Exercise aim
Please retype the records below exactly, from the first line down to and including the line with "locate: pembroke welsh".

Records excerpted from a collection:
[Start of section]
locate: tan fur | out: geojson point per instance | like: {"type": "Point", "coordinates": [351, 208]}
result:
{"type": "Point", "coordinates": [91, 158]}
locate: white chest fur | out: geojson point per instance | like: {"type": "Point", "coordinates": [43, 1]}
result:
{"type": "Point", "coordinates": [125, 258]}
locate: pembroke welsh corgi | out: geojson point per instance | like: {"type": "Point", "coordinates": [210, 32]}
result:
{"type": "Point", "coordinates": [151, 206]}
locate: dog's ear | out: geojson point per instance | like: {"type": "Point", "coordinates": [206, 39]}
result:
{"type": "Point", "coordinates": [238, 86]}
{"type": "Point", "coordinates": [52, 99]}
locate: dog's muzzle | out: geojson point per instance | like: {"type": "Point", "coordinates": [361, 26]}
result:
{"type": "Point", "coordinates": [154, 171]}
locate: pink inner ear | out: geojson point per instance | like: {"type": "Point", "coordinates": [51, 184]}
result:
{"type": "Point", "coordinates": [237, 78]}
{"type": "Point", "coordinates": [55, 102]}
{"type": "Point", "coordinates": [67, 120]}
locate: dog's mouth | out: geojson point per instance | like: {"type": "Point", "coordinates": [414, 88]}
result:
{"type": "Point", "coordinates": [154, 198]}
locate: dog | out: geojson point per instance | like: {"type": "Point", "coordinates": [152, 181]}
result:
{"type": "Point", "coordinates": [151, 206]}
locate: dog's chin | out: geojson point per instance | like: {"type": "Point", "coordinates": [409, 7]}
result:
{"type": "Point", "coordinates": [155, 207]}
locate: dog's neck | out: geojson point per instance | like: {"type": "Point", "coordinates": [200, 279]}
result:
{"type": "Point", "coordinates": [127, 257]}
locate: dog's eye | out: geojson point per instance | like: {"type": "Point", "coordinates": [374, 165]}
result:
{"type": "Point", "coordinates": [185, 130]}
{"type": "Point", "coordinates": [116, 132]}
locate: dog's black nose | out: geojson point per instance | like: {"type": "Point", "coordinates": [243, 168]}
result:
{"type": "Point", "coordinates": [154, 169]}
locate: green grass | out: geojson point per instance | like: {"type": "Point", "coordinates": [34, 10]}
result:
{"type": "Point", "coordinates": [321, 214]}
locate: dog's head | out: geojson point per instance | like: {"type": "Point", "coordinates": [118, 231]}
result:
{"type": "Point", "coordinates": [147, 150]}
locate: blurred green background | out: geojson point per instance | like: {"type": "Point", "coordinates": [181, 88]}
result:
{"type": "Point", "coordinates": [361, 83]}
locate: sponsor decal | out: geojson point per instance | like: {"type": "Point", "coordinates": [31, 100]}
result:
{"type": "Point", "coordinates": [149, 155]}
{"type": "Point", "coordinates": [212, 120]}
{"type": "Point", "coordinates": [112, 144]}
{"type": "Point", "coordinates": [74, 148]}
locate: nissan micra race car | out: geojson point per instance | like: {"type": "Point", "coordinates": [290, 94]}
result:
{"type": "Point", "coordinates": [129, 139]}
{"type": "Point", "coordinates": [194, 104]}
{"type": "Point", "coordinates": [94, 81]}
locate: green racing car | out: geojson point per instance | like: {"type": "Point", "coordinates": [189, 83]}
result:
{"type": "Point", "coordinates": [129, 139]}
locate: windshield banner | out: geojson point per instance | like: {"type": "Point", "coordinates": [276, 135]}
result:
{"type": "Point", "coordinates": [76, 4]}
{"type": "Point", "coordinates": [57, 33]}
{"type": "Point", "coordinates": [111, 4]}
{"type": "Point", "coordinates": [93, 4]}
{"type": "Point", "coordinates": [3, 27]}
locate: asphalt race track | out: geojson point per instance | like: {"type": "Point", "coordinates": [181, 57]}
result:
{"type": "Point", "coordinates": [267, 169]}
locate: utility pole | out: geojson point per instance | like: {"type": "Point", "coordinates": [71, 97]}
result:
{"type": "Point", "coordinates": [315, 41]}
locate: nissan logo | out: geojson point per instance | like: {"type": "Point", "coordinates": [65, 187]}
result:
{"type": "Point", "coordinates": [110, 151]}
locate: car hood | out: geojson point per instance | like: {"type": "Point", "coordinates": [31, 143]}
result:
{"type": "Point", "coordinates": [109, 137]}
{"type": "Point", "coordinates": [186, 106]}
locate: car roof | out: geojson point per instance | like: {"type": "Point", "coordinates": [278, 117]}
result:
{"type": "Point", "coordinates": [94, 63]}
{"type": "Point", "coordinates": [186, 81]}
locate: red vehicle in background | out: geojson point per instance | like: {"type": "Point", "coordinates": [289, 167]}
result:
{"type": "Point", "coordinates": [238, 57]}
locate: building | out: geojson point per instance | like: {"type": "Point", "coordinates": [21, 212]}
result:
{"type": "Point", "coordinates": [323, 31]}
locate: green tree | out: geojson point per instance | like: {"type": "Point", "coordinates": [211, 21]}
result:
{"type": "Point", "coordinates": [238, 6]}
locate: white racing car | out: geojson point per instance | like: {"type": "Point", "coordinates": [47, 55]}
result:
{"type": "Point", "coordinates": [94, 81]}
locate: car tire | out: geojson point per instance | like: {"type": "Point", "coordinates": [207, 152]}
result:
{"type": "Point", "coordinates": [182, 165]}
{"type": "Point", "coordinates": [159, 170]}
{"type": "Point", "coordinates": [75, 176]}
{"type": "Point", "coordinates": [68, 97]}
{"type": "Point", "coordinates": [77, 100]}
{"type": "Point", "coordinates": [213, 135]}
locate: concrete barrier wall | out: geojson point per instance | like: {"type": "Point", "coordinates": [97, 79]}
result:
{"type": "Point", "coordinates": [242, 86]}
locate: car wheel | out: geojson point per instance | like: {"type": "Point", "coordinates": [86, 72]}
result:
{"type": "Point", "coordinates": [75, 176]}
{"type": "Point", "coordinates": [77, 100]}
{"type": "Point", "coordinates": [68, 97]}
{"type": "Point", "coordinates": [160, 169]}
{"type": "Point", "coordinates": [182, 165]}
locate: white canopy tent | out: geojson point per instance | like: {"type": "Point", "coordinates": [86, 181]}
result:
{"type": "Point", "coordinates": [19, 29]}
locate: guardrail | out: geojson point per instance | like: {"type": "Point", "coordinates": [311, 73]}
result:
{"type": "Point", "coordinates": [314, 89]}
[End of section]
Response to this exercise
locate: tan fur | out: geojson point per instance | like: {"type": "Point", "coordinates": [351, 208]}
result:
{"type": "Point", "coordinates": [91, 158]}
locate: white chest fur | out: geojson point per instance | like: {"type": "Point", "coordinates": [43, 1]}
result:
{"type": "Point", "coordinates": [125, 258]}
locate: pembroke welsh corgi | out: geojson point per instance | like: {"type": "Point", "coordinates": [210, 32]}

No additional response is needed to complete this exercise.